EXERCISE DETAILS: Among the entries below, find all lines that include "mode" and copy them.

Saved data entries:
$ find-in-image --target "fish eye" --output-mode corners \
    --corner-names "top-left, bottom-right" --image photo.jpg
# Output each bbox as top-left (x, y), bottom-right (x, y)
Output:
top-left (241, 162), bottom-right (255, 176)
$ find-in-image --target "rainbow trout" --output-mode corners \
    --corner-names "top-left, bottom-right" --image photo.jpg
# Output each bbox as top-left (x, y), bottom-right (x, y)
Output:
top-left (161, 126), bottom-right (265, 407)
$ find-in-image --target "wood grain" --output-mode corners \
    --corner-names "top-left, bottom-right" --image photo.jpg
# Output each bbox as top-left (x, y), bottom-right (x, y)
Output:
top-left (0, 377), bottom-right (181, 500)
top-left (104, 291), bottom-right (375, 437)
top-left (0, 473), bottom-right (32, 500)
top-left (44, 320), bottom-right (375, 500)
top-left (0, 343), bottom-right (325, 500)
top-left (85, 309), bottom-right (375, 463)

OUTPUT:
$ find-in-image --target "fish eye" --output-mode corners \
$ find-in-image --target "rainbow trout" --output-mode corners \
$ find-in-image --target "wood grain" --output-mode corners \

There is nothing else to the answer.